Problem statement: Restate the entries word for word, omitting nothing.

Input material:

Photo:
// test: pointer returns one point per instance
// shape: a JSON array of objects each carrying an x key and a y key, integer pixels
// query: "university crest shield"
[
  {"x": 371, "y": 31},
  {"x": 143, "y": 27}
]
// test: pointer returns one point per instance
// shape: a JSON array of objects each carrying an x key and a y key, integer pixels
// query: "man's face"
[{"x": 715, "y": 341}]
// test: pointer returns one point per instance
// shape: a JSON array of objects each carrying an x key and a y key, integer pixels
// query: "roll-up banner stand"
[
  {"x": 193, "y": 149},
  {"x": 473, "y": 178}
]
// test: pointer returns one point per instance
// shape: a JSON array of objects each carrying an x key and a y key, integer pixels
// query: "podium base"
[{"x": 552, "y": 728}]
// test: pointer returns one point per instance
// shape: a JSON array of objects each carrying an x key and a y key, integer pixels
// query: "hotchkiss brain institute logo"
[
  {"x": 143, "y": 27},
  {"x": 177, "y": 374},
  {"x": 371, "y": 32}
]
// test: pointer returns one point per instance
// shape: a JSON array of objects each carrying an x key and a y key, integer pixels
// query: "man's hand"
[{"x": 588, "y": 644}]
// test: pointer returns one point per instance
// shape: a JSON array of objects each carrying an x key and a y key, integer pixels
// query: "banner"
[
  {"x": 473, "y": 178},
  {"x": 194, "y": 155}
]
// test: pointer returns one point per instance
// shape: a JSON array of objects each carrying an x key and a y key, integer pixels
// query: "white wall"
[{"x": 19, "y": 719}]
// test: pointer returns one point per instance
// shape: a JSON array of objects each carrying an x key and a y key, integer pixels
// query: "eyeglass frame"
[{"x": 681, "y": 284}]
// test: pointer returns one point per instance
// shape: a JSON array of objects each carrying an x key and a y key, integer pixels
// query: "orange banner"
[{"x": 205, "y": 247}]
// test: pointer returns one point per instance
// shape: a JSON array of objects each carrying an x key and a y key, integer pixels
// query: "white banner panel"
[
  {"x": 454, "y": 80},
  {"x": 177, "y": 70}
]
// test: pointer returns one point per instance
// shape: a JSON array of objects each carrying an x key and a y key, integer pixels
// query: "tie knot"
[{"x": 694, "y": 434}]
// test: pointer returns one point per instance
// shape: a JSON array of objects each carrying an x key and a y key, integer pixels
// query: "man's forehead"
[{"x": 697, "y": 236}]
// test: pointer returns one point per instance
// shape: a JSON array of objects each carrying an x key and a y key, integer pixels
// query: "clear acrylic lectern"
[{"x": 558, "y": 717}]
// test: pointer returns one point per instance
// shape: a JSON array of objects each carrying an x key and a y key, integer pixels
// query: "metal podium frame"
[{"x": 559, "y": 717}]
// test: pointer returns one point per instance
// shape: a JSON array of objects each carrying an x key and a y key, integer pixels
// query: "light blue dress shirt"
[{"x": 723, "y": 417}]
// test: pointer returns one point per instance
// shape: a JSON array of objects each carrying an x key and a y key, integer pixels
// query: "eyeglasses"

Problem solution:
Photo:
// test: pointer returns one point per instance
// shape: a JSON array of objects each carrying an x key and a y key, integer pixels
// query: "university crest shield"
[
  {"x": 371, "y": 31},
  {"x": 143, "y": 27}
]
// test: pointer returns one point per instance
// shape: a JSON array of objects each carrying an x key and a y key, integer pixels
// query: "man's face"
[{"x": 715, "y": 341}]
// test: pointer returns one point per instance
// shape: a JSON array of objects each carrying an x key and a y key, integer pixels
// query: "roll-up banner stand"
[
  {"x": 193, "y": 149},
  {"x": 473, "y": 178}
]
// test: pointer returns one point per instance
// shape: a JSON array of objects each carrying an x key and a y key, integer pixels
// query: "podium base"
[{"x": 552, "y": 728}]
// test: pointer returns one point per instance
// shape: a JSON array of objects each carrying an x key and a y key, integer pixels
// query: "hotchkiss brain institute logo"
[
  {"x": 143, "y": 27},
  {"x": 177, "y": 374},
  {"x": 371, "y": 32}
]
// test: pointer returns one point per instance
// shape: a JSON array of objects each carrying an x key and a y key, integer pixels
// query: "man's hand"
[{"x": 588, "y": 644}]
// test: pointer returns one point per instance
// shape: a JSON array of objects each carrying an x key and a y key, integer pixels
// query: "banner"
[
  {"x": 473, "y": 178},
  {"x": 194, "y": 155}
]
// test: pointer returns one point per instance
// shape: a JSON array of objects each carrying an x key and a y key, integer pixels
// query: "white wall"
[{"x": 19, "y": 719}]
// test: pointer returns one point per instance
// shape: a JSON array of objects each carrying an x key and a y key, integer pixels
// query: "eyeglass frame"
[{"x": 681, "y": 284}]
// test: pointer returns one point per instance
// shape: a JSON array of objects each carrying an x key and a y key, integer pixels
// query: "orange banner"
[{"x": 205, "y": 247}]
// test: pointer returns one point per instance
// shape: a JSON array of objects each carrying an x key and a y key, integer pixels
// query: "white banner panel"
[
  {"x": 454, "y": 80},
  {"x": 177, "y": 70}
]
// test: pointer returns one point per instance
// shape: a JSON array of objects each carrying an x key and a y key, integer pixels
// query: "tie knot"
[{"x": 694, "y": 434}]
// test: pointer returns one point per instance
// shape: a JSON array of objects each carrying an x key and a y key, integer pixels
// query: "man's forehead"
[{"x": 697, "y": 236}]
// test: pointer returns one point per instance
// shape: a JSON array of objects each carrying an x key and a y key, integer pixels
// query: "clear acrylic lectern"
[{"x": 558, "y": 717}]
// test: pointer returns one point per instance
// shape: a JSON array of objects each carrying an x key and a y key, integer pixels
// query: "metal podium frame"
[{"x": 559, "y": 717}]
// test: pointer returns one point per instance
// shape: a JSON array of objects each carrying an x key and a y key, integer pixels
// query: "light blue dress shirt"
[{"x": 723, "y": 417}]
// test: pointer returns one point per instance
// shape: a JSON array of objects each carrying an x key and a y key, integer pixels
// query: "eyeglasses"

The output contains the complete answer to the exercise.